● **REQUIRED ACTIONS**:
**1.** In the by-laws excerpt, at what point in the year does the dean review the previous year's expenditures of Executive Advisory Board funds?
**2.** List every duty that the by-laws excerpt assigns to the secretary.

Section 2. Duties of the Vice-Chairperson
The vice-chairperson shall assist the chairperson in the performance of assigned duties and, in the absence or disability of the chairperson, shall succeed to the power and duties of the chairperson, and shall have such other duties as may be prescribed by the Executive Advisory Board.
Section 3. Duties of the Secretary
The secretary shall maintain accurate, action minutes of all meetings; distribute minutes to each member on a timely basis; be responsible for the general communication required for the efficient and effective discharge of the Executive Advisory Board duties and responsibilities; and perform such other duties as may be prescribed by the Board.
Section 4. Duties of the Dean
The dean shall provide appropriate information and data necessary for the Executive Advisory Board to carry out its activities, formulate agenda items, and inform the Board on actions regarding Board recommendations. In addition, annually at the fall meeting, the dean will provide a review of the previous year’s expenditures of Executive Advisory Board funds and requests approval for the coming year’s budget.
Article VII
Amendment
Section 1. Recommendations
Any member of the Executive Advisory Board may recommend changes to the by-laws in an official meeting of the Board.

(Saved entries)
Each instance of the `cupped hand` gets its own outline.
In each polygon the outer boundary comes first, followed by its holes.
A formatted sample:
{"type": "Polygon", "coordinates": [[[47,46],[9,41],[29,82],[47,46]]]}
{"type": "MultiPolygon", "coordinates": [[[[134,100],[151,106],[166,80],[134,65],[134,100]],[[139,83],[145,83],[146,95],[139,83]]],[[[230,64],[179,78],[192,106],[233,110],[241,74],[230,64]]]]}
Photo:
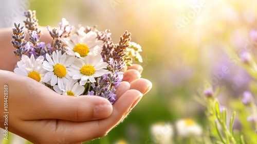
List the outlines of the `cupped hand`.
{"type": "Polygon", "coordinates": [[[0,89],[8,86],[8,130],[35,143],[75,143],[104,136],[152,87],[139,78],[142,70],[134,65],[125,70],[113,105],[100,97],[61,95],[27,77],[0,70],[0,89]]]}

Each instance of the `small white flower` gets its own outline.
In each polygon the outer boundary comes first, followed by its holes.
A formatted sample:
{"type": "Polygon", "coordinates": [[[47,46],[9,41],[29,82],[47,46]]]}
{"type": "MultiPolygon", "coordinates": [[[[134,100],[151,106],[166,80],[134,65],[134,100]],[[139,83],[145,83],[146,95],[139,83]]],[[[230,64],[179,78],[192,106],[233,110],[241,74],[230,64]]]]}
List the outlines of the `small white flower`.
{"type": "Polygon", "coordinates": [[[95,32],[89,31],[85,33],[81,28],[78,31],[78,34],[61,39],[61,41],[66,45],[64,47],[67,54],[76,56],[80,58],[86,57],[89,52],[100,55],[102,51],[102,41],[98,40],[95,32]]]}
{"type": "Polygon", "coordinates": [[[151,127],[151,132],[156,143],[173,143],[172,137],[174,132],[173,127],[170,123],[154,124],[151,127]]]}
{"type": "Polygon", "coordinates": [[[191,119],[183,119],[177,121],[176,127],[178,135],[181,137],[200,136],[203,132],[201,127],[191,119]]]}
{"type": "Polygon", "coordinates": [[[67,82],[70,77],[67,75],[67,68],[74,62],[75,57],[67,56],[65,53],[62,55],[61,51],[52,52],[52,58],[47,53],[46,58],[47,61],[44,61],[43,67],[48,71],[46,74],[43,81],[49,83],[51,86],[58,83],[60,89],[64,87],[64,83],[67,82]]]}
{"type": "Polygon", "coordinates": [[[77,59],[71,64],[68,74],[74,80],[80,80],[80,84],[84,85],[87,80],[95,82],[95,78],[109,73],[106,69],[108,65],[103,61],[101,55],[95,56],[90,52],[84,59],[77,59]]]}
{"type": "Polygon", "coordinates": [[[43,78],[46,73],[42,67],[43,61],[44,57],[41,56],[35,60],[33,55],[30,56],[30,59],[26,55],[23,55],[22,60],[17,62],[18,67],[14,69],[14,73],[28,76],[38,82],[43,83],[43,78]]]}
{"type": "Polygon", "coordinates": [[[53,86],[53,89],[60,94],[71,96],[79,96],[83,94],[85,90],[83,86],[79,84],[78,82],[75,83],[73,79],[70,79],[66,84],[65,88],[60,89],[59,86],[53,86]]]}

● **SOLUTION LIST**:
**1.** Annually at the fall meeting.

**2.**
- Maintain accurate, action minutes of all meetings
- Distribute minutes to each member on a timely basis
- Be responsible for the general communication required for the efficient and effective discharge of the Executive Advisory Board duties and responsibilities
- Perform such other duties as may be prescribed by the Board